Kaizo Snare - Performance & Epic Blog Post

As part of the FluCoMa project (created by @tremblap (and helped along by @jamesbradbury93)) I created this performance for a festival towards the end of last year.

I think I posted the link to this a while back, so that’s not the release part of this. What is the “release” is the epic blog post that I’ve just finished which details all the thinking and motivation behind it. Given the length (14.6k words(!!)) it’s kind of a little book vs a normal blog thing, so I thought it might warrant a “release” category entry.

Here it is:

It covers a lot of ground, including the FluCoMa stuff (machine-learning and signal decomposition), as well as turntablism, my general approach to snare, onset detection, audio descriptors, 3d-printing, robotics, etc… I also get into some of the details of stuff that wasn’t included and where the overall idea will go next.


This is really great, and as an improvising percussionist, totally inspiring!

1 Like


It was great getting into all the details of the playing techniques and approaches. And I’m super glad I filmed little tidbits and examples the whole time I was working on things so I could use them in the blog post.

I knew it was gonna be a chunky one, but I had no idea how absolutely massive it would get…

I’ve done fairly comprehensive blogs for each project I’ve done since finishing my PhD, but this is the single longest blog I’ve ever written.


This is incredible! Great work :clap::clap::clap:

1 Like

this was great. Going to go back to it more thoroughly when not on a tiny screen, because it’s so rich, and I want to watch the videos.

Particularly enjoyed all the stuff on the materiality of faders (much of which is familiar…). Always like diving into things like that.


Hah, yeah.

It’s one of those things that seems reasonable as you’re doing things, but afterwards you realize how far down a rabbit hole you’ve gone. (not saying unreasonable-ness is bad, but just in terms of time and effort spent)

That saga continues on now, as I’m looking into contactless faders and want to figure out a way to have something with equally high resolution, but that feels nicer.

1 Like

Wow, this is so great, I love the performance and the level of detail in the write up. I barely understand it but it’s so fun to get access to someone’s deep dive…

1 Like


I totally love reading stuff like this, but sadly it isn’t something that many people do, or do in this way.

1 Like

I should note that when I say “love diving into stuff like that”, I meant more your writeup! Watching somebody spend the time really getting to grips with that, and documenting it, and spending the time making it clear - it’s super-valuable, but it’s also a rare insight into a deep/long thought process, as opposed to design disappearing into “I decided to” or “X was the best”. Really good stuff.

Also: the gap between ‘feel’ and ‘what you get for free’ - like, lots of nice ‘feeling’ instruments are layers of code on top of the limitations of hardware, as you explored. I think optical faders are a good place to go for feel and precision - at that size of object, it’s not the DAC reading it that’s the limitation. Good luck!


I’m eyeballing one of the bigger Innofader (PNP2 perhaps) to see if the feel (capacitive/contactless) is worth the tradeoff in resolution (10 vs 14bits). Having tried one of the smaller Innofaders on a friends proper mixing desk, it definitely feels good.

Stated exercise — Copy everything in the Kaizo Snare thread from "It’s one of" down to "that feels nicer.".

Entries from a pointing dataset —
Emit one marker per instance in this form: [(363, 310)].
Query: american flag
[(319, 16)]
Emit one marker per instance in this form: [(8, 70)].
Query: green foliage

Solved exercise —
It’s one of those things that seems reasonable as you’re doing things, but afterwards you realize how far down a rabbit hole you’ve gone. (not saying unreasonable-ness is bad, but just in terms of time and effort spent)

That saga continues on now, as I’m looking into contactless faders and want to figure out a way to have something with equally high resolution, but that feels nicer.